▶ _Kutipan Pilihan_
::::::::::

Jakarta (ANTARA) - Kementerian Kesehatan mengatakan pemenuhan alat kesehatan di berbagai puskesmas dan rumah sakit dilakukan hingga 2027 sebagai upaya transformasi pelayanan primer dengan biaya Rp50 triliun.
Direktur Jenderal Kefarmasian dan Alat Kesehatan Kementerian Kesehatan Rizka Andalucia mengatakan pergeseran orientasi kesehatan dari kuratif menjadi promotif dan preventif, seperti skrining, deteksi dini, dan vaksinasi, perlu dibarengi kesiapsiagaan perbekalan kesehatan, yaitu alat-alat diagnostik.
"Kita ingin menggeser upaya kuratif kepada promotif preventif. Saat ini pembiayaan kesehatan itu hanya 17 persen untuk pencegahan dan 67 persen untuk pengobatan," ujarnya dalam Forum Nusantara Farmasi dan Alat Kesehatan disiarkan di Jakarta, Selasa.
Jenis-jenis skrining yang dibutuhkan, dia mencontohkan, untuk hipertiroid kongenital, thalasemia, anemia, dan kanker pada anak, serta skrining penyakit kardiovaskuler, stroke, hipertensi pada dewasa.
Menurut dia, semuanya butuh peralatan memadai.
Baca juga: Presiden: Pemerintah bantu RSUD dukung layanan stroke dan jantung
Dia menjelaskan saat ini terdapat lebih dari 10 ribu puskesmas, namun masih ada 171 kecamatan yang belum memiliki puskesmas, seperti daerah-daerah pemekaran yang masih baru.
Menurut dia, tempat-tempat itu perlu dilengkapi dengan puskesmas.
Rizka mengatakan sejumlah upaya Kemenkes antara lain mengirimkan antropometri ke posyandu, sehingga tak perlu lagi menunggu dari puskesmas.
Selain itu, ujarnya, penyediaan USG guna menekan angka kematian ibu hamil.

::::::::::

▶ _Soal Latihan_
a) Sebutkan semua jenis skrining untuk anak yang dicontohkan dalam berita tentang alat kesehatan.
b) Menurut berita tentang alat kesehatan, berapa kecamatan yang belum memiliki puskesmas?
c) Lanjutkan berita tentang alat kesehatan setelah kalimat terakhirnya.

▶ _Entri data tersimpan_
::::::::::

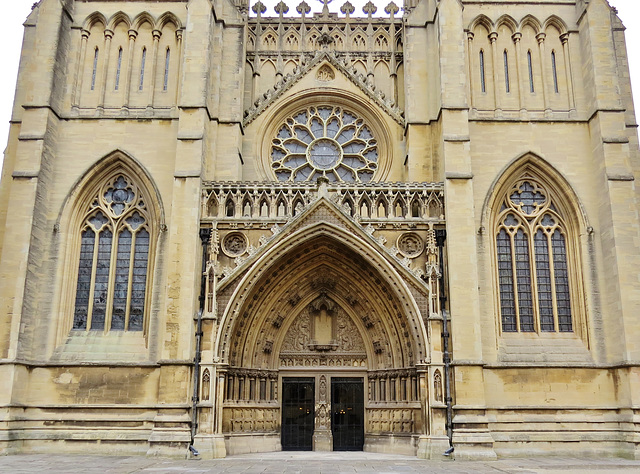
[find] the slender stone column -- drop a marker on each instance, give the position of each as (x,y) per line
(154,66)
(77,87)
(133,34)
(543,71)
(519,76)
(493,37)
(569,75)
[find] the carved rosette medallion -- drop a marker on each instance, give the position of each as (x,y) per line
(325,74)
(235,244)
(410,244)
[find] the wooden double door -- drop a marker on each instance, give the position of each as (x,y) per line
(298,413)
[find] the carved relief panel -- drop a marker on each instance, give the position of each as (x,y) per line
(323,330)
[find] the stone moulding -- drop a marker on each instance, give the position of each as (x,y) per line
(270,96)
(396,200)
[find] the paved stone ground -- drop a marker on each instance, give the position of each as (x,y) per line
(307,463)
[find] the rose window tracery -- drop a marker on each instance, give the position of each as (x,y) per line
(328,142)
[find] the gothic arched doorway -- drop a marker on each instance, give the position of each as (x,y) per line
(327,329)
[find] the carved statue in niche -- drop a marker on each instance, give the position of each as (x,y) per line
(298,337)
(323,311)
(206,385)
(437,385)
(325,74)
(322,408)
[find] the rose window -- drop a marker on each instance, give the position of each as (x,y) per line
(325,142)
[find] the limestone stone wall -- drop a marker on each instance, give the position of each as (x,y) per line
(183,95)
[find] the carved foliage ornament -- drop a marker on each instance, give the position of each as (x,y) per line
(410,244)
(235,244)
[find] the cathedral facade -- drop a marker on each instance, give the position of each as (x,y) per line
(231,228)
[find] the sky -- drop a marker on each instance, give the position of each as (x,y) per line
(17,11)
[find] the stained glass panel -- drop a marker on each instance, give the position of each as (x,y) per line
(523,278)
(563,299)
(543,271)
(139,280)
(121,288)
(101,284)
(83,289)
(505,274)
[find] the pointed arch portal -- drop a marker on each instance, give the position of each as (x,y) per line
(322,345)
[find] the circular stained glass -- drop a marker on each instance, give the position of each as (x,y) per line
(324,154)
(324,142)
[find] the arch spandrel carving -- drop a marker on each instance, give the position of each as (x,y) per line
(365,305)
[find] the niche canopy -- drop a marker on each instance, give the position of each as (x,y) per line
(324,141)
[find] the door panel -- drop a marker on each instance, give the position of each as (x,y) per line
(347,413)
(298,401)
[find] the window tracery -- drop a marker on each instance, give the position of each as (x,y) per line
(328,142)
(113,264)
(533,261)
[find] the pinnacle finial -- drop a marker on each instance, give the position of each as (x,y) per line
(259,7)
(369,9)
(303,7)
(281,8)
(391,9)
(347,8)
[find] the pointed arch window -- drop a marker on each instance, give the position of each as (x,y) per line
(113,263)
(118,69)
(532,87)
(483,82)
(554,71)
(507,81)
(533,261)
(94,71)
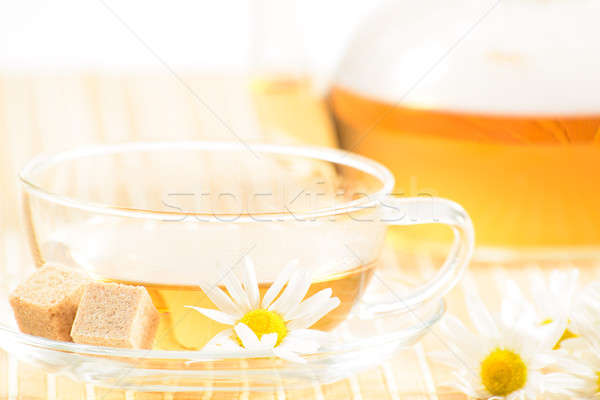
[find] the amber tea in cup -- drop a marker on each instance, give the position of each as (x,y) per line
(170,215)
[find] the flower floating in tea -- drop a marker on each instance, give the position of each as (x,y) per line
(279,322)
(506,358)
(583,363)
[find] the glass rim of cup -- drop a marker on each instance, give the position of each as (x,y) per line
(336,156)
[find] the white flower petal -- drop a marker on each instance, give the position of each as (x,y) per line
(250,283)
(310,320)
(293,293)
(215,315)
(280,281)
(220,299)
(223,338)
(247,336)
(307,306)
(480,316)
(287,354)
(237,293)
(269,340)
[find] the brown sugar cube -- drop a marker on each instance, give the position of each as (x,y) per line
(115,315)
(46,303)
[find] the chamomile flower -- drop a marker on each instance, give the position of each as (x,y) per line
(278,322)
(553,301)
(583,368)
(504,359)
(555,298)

::::::::::

▶ _Kunci Jawaban_
a) Hipertiroid kongenital, thalasemia, anemia, dan kanker pada anak.

b) 171 kecamatan.

c)
"Nah, kedua alat yang kita deploy dengan massal ke seluruh puskesmas dan posyandu ini, antropometri maupun USG, semua sudah dapat diproduksi dalam negeri dan kita melakukan konsolidasi dan semua menggunakan produk dalam negeri," katanya.
Dia menambahkan revitalisasi struktur dan jaringan layanan kesehatan primer disertai dengan struktur laboratorium kesehatan masyarakat yang berjenjang, mulai dari tingkat puskesmas hingga nasional.
Ia juga menyebut penyediaan peralatan kesehatan membawa hasil menggembirakan.
Sebagai contoh, pada 2023 skrining hipertiroid kongenital yang dinilai penting guna mengetahui gangguan hipertiroid pada anak baru dilahirkan, melonjak drastis.
Dia menyebutkan hipertiroid mengakibatkan pada pertumbuhan yang tidak baik atau tingkat kecerdasan yang lebih rendah daripada anak pada umumnya.
Dengan skrining, ujarnya, akan ada intervensi yang lebih dini sehingga kualitas hidup anak menjadi lebih baik.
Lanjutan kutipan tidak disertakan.